■ **TASK DIRECTIONS**: Please print, word for word, the part of the college completion article below that begins at the words "Approximately 710,000 students" and stops after "at the NSC.".

The U.S.’s national college completion rate has remained stagnant, with rates even falling for some populations, according to a new report from the National Student Clearinghouse Research Center (NSCRC).
The Completing College 2023 report – the 12th report in the series – tracked and illustrates trends in six-year college completion rates, both on a national and state-by-state basis. This year’s edition examined enrollment and completion for college students who started in Fall 2017 through June 2023, a cohort of approximately 2.4 million students.
NSC’s researchers found that, on a national level, the six-year completion rate for students who began college in Fall 2017 was 62.2%, the same as those who began in Fall 2015.
“Completion rates for the nation have stalled overall,” said NSCRC executive director Dr. Doug Shapiro, vice president of research. “They’ve been essentially flat for the third year in a row now. And that’s following five years of gains prior.”
The 62.2% includes 11% of students who transferred and completed their credential at a different school from where they started, he said.
Differentiated by school type, the trends demonstrated more fluctuation. All the four-year college sectors – public four-year, private nonprofit four-year, and private for-profit four-year – saw declines when compared with outcomes from the 2015 cohort, with decreases ranging from 0.4% to 1.6%. Public two-year schools, however, saw a 1.2% increase in the same period.
These general sector trends held true for the Fall 2016 cohort as well, with public two-year colleges being the only sector to see some improvement, 43.1% to 43.4%.
“What appears to account for this decline at four-year institutions is not that more students are taking longer than six years to finish,” Shapiro said. “When we compare the six-year rates and eight-year rates, and we look at who’s still enrolled at the end of six years, what we see is that more students are stopping out altogether.
“So we’re not saying the pandemic seems to have slowed these students down and they’re likely to take longer to finish. … That doesn’t look like the case. What we’re seeing is that more have stopped out altogether.”
Approximately 710,000 students from the 2.4 million-student cohort stopped out, meaning they are no longer enrolled anywhere, said Jennifer Causey, senior research associate at the NSC.

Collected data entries

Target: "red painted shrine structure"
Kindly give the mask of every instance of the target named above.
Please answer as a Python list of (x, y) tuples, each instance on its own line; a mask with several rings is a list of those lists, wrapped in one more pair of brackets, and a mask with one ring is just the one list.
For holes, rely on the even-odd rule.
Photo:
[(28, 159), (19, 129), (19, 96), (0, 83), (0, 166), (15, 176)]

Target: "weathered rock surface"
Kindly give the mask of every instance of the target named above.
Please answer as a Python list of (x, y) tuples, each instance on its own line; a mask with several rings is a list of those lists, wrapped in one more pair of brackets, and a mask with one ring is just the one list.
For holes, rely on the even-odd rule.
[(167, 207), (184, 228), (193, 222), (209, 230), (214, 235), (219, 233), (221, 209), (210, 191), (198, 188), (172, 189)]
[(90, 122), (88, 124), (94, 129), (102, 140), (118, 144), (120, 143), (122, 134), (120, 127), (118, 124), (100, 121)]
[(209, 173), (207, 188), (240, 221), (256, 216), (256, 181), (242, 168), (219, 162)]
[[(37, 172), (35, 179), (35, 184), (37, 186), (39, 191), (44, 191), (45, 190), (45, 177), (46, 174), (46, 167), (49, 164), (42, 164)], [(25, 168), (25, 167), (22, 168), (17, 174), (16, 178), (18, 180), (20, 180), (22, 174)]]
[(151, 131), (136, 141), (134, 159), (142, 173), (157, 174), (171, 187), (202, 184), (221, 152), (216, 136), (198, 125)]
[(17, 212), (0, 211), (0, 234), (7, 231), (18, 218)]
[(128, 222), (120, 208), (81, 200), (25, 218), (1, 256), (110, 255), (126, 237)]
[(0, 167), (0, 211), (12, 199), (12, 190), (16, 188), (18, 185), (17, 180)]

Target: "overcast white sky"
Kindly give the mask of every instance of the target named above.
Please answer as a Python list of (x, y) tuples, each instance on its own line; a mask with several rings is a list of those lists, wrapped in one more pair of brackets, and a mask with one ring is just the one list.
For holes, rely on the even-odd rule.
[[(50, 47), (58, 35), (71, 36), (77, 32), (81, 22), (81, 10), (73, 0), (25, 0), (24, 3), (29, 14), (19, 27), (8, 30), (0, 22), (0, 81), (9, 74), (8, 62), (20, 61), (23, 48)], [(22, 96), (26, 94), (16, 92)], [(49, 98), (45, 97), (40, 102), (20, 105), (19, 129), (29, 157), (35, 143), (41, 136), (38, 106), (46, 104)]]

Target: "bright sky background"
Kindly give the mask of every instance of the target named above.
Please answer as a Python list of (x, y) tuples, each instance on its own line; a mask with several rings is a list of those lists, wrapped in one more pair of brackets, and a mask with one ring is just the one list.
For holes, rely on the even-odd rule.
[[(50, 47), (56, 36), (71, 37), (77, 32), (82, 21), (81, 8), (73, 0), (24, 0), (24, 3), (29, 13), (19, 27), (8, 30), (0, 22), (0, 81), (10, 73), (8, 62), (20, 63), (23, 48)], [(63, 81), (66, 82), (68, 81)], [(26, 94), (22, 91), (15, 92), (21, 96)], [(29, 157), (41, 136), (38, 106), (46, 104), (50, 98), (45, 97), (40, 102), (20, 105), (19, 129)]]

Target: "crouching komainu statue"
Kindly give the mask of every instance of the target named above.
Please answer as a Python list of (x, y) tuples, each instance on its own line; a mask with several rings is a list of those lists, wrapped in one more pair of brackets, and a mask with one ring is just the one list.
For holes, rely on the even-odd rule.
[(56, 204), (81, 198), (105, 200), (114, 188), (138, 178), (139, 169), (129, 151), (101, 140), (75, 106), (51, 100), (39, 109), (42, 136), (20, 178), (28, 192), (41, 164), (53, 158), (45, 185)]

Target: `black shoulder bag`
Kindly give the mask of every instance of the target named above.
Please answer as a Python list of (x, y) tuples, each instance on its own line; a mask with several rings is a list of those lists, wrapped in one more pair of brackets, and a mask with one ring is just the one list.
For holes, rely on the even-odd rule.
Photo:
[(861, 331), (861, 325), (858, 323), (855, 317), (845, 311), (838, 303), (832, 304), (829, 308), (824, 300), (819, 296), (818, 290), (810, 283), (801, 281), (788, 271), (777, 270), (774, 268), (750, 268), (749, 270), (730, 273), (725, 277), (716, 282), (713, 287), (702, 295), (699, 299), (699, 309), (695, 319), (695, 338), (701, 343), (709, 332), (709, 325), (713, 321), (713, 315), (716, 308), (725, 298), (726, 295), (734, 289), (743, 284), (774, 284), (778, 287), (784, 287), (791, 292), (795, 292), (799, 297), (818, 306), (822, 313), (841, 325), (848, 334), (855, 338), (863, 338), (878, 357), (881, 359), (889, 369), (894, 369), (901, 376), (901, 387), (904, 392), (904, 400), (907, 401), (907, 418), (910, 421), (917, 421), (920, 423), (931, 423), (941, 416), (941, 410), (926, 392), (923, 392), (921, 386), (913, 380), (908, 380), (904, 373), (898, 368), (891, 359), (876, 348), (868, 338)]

■ **ANSWER BOX**:
Approximately 710,000 students from the 2.4 million-student cohort stopped out, meaning they are no longer enrolled anywhere, said Jennifer Causey, senior research associate at the NSC.